▶ _PROBLEM TO SOLVE_
Collect every line of the data below that contains the string "blue", and list those lines.

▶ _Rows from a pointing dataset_
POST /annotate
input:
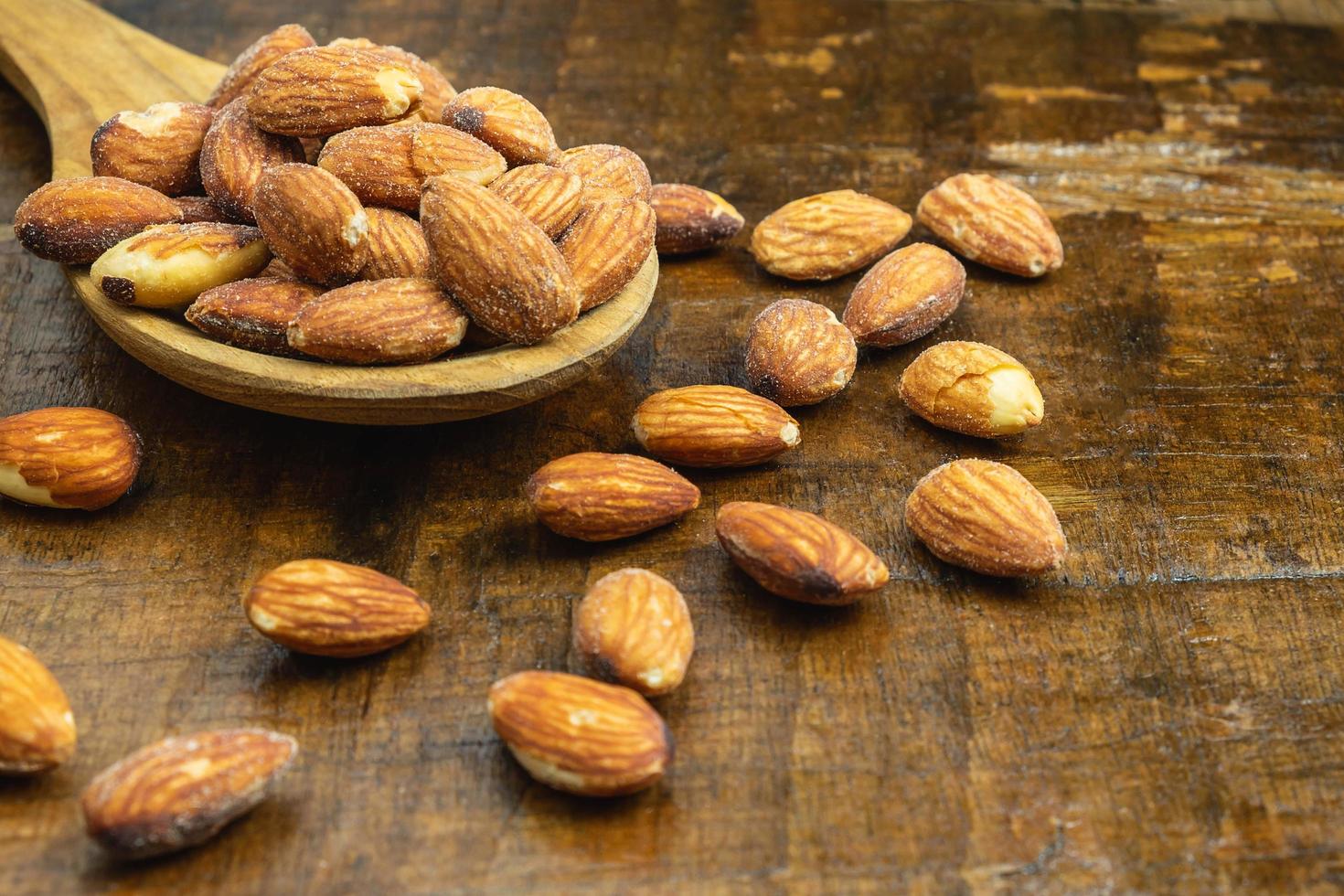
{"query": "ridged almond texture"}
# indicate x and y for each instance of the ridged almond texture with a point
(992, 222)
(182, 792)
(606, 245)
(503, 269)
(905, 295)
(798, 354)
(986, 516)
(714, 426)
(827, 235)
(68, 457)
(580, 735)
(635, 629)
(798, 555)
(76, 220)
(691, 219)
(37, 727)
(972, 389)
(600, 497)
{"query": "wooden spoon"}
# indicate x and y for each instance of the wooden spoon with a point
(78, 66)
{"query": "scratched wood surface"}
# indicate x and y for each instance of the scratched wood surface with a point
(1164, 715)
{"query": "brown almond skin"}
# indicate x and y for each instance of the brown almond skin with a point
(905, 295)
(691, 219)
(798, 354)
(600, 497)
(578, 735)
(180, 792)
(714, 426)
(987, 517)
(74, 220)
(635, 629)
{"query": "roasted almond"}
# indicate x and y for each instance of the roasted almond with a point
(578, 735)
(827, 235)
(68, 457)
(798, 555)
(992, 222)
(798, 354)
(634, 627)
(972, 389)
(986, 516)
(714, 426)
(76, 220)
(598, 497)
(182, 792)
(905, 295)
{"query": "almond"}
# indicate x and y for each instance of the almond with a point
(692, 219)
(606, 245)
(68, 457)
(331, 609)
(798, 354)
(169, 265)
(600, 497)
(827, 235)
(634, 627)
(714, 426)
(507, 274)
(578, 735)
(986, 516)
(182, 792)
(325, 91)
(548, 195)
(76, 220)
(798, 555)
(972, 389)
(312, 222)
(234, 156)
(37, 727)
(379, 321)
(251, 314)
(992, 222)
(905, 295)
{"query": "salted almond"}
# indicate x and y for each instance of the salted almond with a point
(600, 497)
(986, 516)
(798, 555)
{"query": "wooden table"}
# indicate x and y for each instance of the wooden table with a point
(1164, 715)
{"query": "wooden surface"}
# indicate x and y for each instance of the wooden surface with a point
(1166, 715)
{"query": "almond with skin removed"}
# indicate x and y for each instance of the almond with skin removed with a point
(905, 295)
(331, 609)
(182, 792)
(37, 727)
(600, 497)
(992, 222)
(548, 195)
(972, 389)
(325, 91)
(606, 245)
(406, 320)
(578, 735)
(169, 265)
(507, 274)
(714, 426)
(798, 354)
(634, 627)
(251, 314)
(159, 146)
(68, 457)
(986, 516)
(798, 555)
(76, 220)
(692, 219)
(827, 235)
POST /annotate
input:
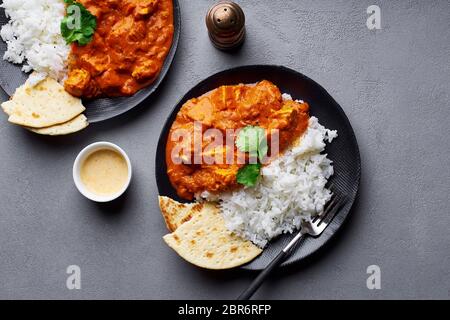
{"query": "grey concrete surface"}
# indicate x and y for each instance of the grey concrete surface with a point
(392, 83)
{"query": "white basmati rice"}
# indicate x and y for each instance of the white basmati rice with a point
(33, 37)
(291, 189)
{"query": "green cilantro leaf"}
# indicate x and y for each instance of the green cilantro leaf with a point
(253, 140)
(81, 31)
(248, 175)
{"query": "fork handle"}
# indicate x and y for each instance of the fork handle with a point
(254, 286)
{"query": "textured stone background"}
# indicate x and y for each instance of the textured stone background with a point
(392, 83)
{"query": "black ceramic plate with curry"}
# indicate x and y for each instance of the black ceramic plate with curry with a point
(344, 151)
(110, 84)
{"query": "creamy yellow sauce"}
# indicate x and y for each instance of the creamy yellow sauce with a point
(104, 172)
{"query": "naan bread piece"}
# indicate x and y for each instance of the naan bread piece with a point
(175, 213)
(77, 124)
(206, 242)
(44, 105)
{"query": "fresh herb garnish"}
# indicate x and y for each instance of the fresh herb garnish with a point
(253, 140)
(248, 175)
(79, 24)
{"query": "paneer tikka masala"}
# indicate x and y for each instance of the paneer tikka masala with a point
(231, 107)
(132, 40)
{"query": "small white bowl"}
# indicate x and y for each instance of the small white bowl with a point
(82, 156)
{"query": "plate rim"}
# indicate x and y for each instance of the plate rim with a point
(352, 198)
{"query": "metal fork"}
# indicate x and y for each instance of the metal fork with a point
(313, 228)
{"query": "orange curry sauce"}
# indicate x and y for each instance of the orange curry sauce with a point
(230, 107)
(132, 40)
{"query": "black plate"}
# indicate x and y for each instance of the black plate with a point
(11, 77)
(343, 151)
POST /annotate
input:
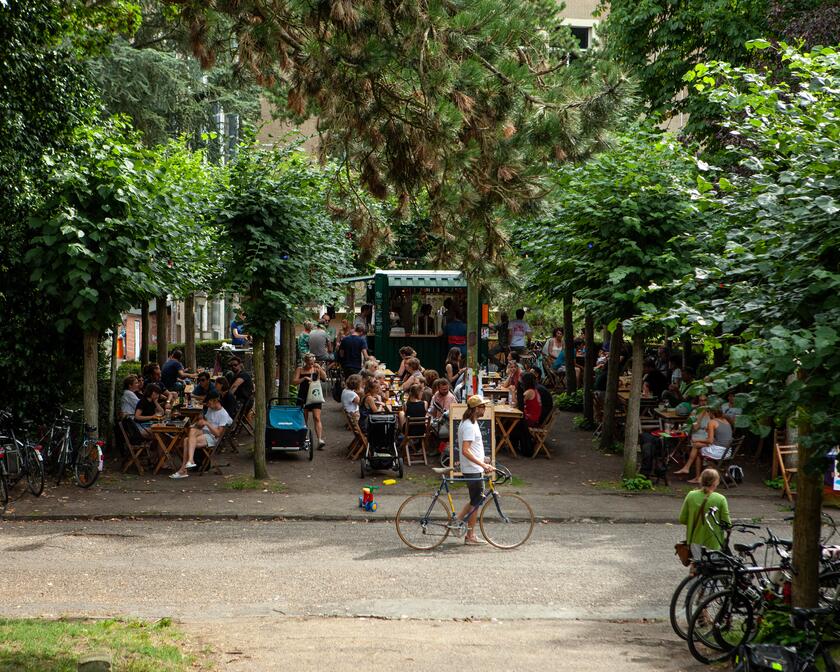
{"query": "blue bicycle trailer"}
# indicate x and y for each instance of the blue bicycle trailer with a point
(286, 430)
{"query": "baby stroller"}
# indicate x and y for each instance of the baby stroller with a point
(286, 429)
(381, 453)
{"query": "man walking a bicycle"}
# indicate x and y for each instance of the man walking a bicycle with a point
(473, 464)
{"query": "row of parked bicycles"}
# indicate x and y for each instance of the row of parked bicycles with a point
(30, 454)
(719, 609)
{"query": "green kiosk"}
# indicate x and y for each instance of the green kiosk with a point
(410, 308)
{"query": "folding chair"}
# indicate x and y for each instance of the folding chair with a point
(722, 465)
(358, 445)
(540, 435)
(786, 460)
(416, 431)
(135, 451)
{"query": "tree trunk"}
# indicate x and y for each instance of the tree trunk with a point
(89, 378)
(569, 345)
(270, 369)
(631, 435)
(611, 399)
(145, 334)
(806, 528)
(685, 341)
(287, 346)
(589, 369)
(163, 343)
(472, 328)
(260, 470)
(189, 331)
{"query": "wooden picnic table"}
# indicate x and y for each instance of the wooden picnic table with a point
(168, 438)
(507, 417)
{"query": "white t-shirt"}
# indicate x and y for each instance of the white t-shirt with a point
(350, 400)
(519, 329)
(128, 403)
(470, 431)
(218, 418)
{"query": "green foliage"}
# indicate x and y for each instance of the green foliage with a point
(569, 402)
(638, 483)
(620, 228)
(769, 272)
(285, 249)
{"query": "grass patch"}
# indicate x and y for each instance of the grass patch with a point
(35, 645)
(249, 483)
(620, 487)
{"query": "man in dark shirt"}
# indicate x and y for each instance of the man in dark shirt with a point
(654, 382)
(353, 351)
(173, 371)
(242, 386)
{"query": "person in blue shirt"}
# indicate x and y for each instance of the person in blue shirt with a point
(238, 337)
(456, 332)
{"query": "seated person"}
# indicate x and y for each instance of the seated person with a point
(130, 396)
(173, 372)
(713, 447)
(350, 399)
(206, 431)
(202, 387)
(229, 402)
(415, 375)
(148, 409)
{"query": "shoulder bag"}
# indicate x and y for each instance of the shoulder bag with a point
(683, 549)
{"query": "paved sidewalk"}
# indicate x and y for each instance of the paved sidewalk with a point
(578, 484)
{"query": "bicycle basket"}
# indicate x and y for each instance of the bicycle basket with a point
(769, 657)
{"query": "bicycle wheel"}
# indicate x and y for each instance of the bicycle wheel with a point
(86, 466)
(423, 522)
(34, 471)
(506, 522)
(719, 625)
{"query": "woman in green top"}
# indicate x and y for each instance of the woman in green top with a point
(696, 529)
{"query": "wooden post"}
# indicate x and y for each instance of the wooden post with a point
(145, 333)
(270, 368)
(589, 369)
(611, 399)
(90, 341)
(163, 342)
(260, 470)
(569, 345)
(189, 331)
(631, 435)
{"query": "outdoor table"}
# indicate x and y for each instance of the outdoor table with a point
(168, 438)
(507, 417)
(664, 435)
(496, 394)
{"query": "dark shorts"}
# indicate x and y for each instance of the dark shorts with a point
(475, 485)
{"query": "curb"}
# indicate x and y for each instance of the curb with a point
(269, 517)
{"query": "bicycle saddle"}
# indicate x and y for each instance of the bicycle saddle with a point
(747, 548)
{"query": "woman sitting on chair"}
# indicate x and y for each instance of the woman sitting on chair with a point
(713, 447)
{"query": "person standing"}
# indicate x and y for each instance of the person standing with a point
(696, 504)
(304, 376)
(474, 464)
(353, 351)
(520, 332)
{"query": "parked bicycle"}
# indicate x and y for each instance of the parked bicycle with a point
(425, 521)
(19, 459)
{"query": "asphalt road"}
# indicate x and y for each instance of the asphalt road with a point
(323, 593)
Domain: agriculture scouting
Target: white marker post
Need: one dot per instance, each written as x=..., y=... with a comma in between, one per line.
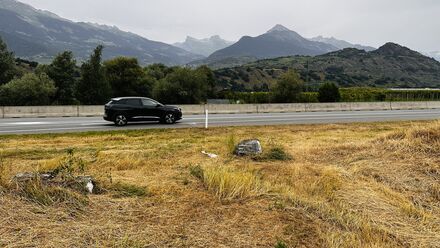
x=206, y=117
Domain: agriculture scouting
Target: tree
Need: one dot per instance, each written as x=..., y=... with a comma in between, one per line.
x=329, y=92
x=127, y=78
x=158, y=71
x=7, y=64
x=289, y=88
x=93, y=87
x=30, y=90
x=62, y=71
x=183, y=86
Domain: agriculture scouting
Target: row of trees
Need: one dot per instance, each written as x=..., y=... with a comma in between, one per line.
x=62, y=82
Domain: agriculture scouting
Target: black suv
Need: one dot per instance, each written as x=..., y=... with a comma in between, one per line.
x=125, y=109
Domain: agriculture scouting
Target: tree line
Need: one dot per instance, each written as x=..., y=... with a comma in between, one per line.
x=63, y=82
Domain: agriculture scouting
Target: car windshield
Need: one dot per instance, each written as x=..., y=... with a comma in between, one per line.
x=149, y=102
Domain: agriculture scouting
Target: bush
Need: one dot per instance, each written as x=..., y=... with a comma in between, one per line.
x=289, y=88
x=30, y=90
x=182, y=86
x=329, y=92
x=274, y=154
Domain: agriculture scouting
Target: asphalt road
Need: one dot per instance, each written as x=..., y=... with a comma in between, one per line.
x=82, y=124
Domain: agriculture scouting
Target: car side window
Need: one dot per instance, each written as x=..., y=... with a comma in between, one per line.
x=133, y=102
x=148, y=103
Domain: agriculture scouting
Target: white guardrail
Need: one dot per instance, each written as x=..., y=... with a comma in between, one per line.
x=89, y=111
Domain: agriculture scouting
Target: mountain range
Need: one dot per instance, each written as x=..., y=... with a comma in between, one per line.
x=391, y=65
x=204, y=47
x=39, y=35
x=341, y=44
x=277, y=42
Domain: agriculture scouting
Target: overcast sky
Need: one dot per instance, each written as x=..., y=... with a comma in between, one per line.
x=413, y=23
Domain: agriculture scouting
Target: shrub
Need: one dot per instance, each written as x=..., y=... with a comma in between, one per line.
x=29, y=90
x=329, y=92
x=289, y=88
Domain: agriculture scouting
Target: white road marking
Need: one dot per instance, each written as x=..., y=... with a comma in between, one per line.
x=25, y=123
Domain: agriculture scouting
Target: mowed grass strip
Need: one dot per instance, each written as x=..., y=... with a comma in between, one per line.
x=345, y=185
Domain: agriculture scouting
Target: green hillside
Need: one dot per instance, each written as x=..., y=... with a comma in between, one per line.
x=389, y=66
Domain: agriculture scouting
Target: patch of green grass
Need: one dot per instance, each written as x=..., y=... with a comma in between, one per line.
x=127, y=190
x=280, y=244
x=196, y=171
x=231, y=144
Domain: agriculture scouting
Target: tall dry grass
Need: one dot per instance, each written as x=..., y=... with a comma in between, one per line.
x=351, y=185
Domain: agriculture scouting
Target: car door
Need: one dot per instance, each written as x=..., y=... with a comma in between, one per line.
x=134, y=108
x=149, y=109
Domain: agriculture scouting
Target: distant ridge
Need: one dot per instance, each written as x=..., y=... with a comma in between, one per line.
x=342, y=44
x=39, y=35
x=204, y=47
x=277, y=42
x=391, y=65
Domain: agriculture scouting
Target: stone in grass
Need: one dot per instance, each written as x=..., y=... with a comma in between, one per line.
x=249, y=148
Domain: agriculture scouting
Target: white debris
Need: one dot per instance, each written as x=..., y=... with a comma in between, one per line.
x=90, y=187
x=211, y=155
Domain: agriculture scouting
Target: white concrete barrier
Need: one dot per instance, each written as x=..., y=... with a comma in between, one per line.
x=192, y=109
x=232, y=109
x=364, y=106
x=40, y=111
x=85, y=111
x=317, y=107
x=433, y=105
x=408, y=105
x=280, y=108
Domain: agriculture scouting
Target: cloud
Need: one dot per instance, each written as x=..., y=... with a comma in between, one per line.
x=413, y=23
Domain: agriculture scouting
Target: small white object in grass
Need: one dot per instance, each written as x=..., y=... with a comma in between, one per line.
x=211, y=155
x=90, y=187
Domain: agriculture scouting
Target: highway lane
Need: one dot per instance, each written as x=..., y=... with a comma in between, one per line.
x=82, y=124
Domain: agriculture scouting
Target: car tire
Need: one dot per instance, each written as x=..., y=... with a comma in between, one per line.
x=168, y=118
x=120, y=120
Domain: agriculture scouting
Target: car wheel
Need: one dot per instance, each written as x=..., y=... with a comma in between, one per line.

▶ _RESULT_
{"query": "blue bicycle trailer"}
# indicate x and y for each instance of the blue bicycle trailer with a point
{"query": "person in blue shirt"}
# indicate x and y for each instance of the person in blue shirt with a point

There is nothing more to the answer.